Supplied data =
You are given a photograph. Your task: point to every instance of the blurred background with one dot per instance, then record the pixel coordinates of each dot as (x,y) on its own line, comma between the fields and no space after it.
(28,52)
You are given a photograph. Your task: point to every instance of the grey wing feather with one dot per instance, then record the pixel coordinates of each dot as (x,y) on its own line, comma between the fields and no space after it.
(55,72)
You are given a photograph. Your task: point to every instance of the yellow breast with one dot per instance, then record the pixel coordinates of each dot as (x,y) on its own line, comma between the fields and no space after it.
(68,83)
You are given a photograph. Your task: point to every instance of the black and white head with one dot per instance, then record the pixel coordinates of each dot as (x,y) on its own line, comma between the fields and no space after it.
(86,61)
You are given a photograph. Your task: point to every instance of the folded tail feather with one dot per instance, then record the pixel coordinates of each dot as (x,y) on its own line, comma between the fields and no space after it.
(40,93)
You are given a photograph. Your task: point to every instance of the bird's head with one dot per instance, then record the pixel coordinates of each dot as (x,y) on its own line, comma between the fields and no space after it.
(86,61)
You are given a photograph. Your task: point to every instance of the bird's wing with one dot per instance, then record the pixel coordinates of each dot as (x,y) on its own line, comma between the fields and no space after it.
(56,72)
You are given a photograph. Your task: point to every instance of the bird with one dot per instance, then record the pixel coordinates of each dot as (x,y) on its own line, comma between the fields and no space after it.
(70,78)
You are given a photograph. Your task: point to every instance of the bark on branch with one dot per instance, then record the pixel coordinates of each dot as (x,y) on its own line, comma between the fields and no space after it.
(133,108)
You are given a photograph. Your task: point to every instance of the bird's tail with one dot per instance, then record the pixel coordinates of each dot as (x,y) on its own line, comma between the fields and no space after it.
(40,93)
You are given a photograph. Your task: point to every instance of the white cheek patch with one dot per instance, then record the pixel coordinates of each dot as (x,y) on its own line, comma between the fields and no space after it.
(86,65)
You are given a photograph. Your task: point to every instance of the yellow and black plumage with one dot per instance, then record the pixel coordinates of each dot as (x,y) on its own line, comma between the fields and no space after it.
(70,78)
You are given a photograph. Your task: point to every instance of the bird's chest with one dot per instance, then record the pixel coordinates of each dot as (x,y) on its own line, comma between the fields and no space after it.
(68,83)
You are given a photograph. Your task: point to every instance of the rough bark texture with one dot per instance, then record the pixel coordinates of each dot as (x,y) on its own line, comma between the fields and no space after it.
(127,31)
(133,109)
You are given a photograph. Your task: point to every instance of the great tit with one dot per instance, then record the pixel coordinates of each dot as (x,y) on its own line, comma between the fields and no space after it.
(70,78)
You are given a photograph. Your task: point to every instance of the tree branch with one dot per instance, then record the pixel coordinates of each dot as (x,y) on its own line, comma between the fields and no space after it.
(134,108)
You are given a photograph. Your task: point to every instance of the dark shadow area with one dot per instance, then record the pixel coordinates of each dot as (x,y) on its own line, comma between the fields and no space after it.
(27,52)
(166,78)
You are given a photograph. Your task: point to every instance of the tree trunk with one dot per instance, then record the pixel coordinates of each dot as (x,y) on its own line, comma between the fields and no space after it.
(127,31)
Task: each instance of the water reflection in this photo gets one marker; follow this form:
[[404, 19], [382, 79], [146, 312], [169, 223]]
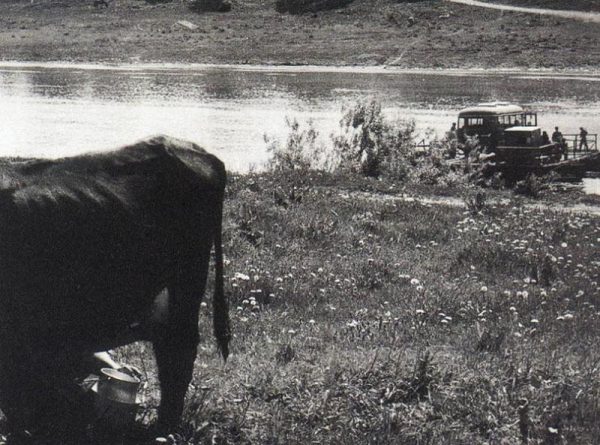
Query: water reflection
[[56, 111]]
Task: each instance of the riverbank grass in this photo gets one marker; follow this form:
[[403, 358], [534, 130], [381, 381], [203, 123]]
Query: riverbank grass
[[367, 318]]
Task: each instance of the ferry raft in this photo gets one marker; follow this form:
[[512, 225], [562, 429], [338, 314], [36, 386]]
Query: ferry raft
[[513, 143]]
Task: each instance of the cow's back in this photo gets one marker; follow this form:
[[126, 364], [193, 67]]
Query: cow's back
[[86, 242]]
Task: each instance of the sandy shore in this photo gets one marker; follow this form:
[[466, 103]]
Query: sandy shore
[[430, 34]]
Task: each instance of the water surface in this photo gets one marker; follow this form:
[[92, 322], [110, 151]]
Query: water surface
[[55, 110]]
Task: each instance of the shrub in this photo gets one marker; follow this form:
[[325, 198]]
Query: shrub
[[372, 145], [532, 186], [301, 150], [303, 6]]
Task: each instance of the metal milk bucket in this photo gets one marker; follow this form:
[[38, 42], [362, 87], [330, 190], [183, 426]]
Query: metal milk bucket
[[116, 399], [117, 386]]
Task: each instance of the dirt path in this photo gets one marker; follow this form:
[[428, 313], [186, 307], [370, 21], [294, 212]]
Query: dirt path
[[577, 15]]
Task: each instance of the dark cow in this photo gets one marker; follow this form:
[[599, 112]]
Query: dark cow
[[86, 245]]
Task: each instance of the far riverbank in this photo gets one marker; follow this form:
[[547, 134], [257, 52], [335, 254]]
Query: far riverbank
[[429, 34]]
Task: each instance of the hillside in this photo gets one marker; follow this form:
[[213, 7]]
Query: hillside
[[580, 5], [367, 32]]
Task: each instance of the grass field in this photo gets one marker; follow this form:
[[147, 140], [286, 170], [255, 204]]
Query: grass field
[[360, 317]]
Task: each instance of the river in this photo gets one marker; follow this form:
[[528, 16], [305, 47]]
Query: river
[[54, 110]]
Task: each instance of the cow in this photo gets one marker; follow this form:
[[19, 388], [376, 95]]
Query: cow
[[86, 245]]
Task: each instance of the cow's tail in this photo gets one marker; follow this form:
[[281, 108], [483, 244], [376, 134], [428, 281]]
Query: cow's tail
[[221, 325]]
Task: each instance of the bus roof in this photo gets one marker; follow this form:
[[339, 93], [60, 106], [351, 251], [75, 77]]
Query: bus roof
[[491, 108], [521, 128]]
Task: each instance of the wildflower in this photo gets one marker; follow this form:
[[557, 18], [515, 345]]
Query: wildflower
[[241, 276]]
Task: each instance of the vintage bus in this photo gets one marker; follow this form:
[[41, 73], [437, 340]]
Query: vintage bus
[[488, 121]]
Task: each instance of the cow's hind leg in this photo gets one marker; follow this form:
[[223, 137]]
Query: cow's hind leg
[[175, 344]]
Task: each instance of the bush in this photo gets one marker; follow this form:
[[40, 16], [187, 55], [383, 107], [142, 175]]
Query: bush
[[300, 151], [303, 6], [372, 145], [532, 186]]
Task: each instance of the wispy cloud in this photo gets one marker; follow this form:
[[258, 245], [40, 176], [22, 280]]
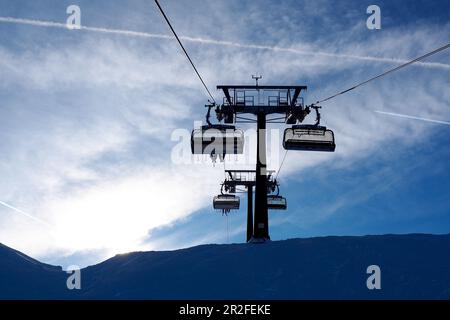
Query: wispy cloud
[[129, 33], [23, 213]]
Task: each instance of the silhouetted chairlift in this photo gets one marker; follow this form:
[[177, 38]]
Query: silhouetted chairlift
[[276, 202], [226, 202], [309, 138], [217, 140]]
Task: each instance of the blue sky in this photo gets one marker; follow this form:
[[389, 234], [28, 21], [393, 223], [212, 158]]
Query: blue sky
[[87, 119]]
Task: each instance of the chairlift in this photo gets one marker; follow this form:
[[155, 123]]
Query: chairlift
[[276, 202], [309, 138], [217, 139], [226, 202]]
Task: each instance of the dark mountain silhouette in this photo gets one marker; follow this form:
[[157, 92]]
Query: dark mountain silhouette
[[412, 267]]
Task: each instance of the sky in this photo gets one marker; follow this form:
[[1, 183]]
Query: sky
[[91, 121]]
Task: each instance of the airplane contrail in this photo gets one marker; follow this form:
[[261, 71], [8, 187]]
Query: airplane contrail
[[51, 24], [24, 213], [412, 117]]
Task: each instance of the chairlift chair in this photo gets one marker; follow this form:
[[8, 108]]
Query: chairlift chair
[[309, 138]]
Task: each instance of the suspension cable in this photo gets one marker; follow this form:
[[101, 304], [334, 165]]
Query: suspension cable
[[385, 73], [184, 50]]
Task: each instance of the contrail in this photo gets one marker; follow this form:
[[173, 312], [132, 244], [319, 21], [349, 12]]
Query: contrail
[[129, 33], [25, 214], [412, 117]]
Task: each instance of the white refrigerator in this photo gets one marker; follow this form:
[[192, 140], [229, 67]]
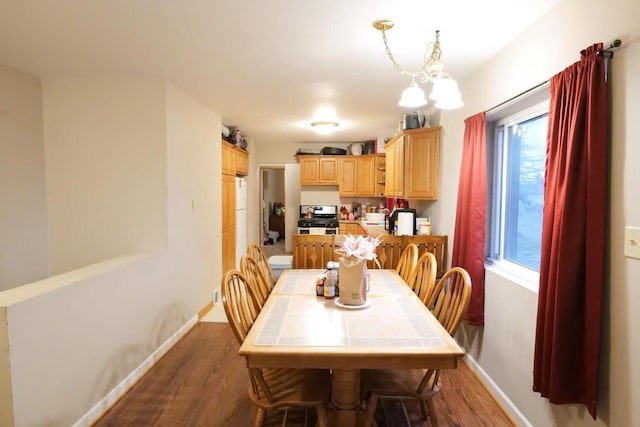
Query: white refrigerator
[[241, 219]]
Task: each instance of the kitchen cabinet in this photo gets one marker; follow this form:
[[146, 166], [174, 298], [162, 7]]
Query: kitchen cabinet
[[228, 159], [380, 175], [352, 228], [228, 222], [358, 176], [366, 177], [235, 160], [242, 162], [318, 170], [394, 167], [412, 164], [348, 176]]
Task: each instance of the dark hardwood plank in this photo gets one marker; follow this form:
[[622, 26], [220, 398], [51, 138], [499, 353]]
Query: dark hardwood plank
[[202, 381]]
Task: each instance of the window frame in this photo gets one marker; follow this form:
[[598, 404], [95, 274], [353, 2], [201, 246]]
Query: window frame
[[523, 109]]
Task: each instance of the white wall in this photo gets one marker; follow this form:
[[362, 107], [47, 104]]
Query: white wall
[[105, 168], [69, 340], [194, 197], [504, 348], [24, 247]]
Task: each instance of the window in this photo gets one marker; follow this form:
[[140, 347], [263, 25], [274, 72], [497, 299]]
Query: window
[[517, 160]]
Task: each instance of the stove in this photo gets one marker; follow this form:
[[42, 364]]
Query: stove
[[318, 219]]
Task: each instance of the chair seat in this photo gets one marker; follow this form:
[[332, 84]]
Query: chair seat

Given exercise =
Express the lines from the line with "Task: each instance of the shrub" to the line with "[[491, 108], [521, 128]]", both included, as a Markdown table with the columns Row and Line Text. Number each row and leave out blank lines.

Solution to the exercise =
| Row | Line Text |
|---|---|
| 1 | Task: each instance of the shrub in this photo gets one marker; follow this form: |
| 2 | [[325, 198]] |
| 3 | Query: shrub |
| 4 | [[372, 145], [532, 186], [301, 150], [303, 6]] |
| 5 | Task: each instance of the metal milk bucket in this photo gets one marker; follow this form: |
| 6 | [[38, 42], [362, 87], [330, 190], [183, 426]] |
| 7 | Query: metal milk bucket |
| 8 | [[116, 399], [117, 386]] |
| 9 | Task: each instance of the dirt path in this photo gets one marker; follow this form: |
| 10 | [[428, 313], [186, 307], [370, 21], [294, 212]] |
| 11 | Query: dirt path |
| 12 | [[577, 15]] |
| 13 | Task: each instance of the dark cow in this photo gets one marker; follow this form: |
| 14 | [[599, 112]] |
| 15 | Query: dark cow |
| 16 | [[86, 245]] |
| 17 | Task: each instance of the far riverbank in this photo gets one marker; follow this form: |
| 18 | [[547, 134], [257, 52], [335, 254]] |
| 19 | Query: far riverbank |
| 20 | [[429, 34]] |
| 21 | Task: each instance of the hillside in this photo gets one marker; follow this form: |
| 22 | [[213, 7]] |
| 23 | Query: hillside |
| 24 | [[580, 5], [367, 32]] |
| 25 | Task: each instance of the grass field in this photo gets one marker; follow this form: |
| 26 | [[147, 140], [286, 170], [255, 204]] |
| 27 | Query: grass field |
| 28 | [[360, 317]] |
| 29 | Task: each instance of the river in this photo gets one marker; follow this form: |
| 30 | [[528, 16], [305, 47]] |
| 31 | Query: river |
| 32 | [[54, 110]] |
| 33 | Task: each instance of the cow in this photo gets one marker; follow this form: |
| 34 | [[19, 388], [376, 95]] |
| 35 | Query: cow |
| 36 | [[86, 245]] |
| 37 | Task: each instance of the cow's tail in this photo gets one marker; follow this form: |
| 38 | [[281, 108], [483, 244], [376, 134], [428, 281]] |
| 39 | Query: cow's tail |
| 40 | [[221, 325]] |
| 41 | Task: each instance of the bus roof in this photo gets one marker; follow this form: |
| 42 | [[339, 93], [60, 106], [351, 251], [75, 77]] |
| 43 | Query: bus roof |
| 44 | [[491, 108], [521, 128]] |